| EXTRACT TO READ |
-*-*-

I’ve made two attempts to explain the work we’ve been doing and to explain the current realistic state of the industry:
1. A talk at PyCon: https://youtu.be/tT1YLP5T71Y
2. A free ebook “ Quantum Computing For Software Engineers” https://leanpub.com/quantum-computing-for-software-engineers
The company I left a few months ago is planning its IPO this year. Like almost all other quantum companies, it’s gonna be a SPAC merger, not a pure IPO. Those traded companies mentioned in the other comments are mostly SPACs as well.
Think of all the "sales" that comprise such things as space missions (ones without immediate real-world use) or large hadron collider. Or any other large, expensive, long scientific project. If you measure the outcome purely in money within decades, these things can be said to be zero or negative profit.
How much profit was at the end of the chain of the current Artemis lunar mission? Well, zero or negative, but lots of companies and people up the chain made meaningful progress and made a living. Quantum computing is just like that in my opinion.
The biggest problem in my eyes is the "game" of commercialization. This technology is in early research phase, but it's so expensive and not immediately game-changing that the public funding was never enough. So, companies started to play the "we sell products" and "we do IPO" games, which IMO doesn't make sense.

-*-*-

| DIRECTIVE |
Reproduce the stretch of the comment on quantum computing from "Think of all" through "or negative profit." word for word. The data that follows the comment is not needed.

| DATA LINES |
-*-*-

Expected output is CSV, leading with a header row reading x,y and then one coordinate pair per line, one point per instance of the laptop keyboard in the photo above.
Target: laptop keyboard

-*-*-

| SOLVED EXERCISE |
Think of all the "sales" that comprise such things as space missions (ones without immediate real-world use) or large hadron collider. Or any other large, expensive, long scientific project. If you measure the outcome purely in money within decades, these things can be said to be zero or negative profit.